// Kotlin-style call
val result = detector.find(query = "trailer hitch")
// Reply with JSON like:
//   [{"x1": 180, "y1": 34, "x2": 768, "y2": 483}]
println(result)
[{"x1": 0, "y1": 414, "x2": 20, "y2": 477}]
◆ ◆ ◆ ◆ ◆ ◆ ◆
DIRECTION:
Rewrite the entries above, changing "trailer hitch" to "tow hitch" and leaving everything else as it is.

REPLY TO THE TASK:
// Kotlin-style call
val result = detector.find(query = "tow hitch")
// Reply with JSON like:
//   [{"x1": 180, "y1": 34, "x2": 768, "y2": 483}]
println(result)
[{"x1": 0, "y1": 414, "x2": 20, "y2": 477}]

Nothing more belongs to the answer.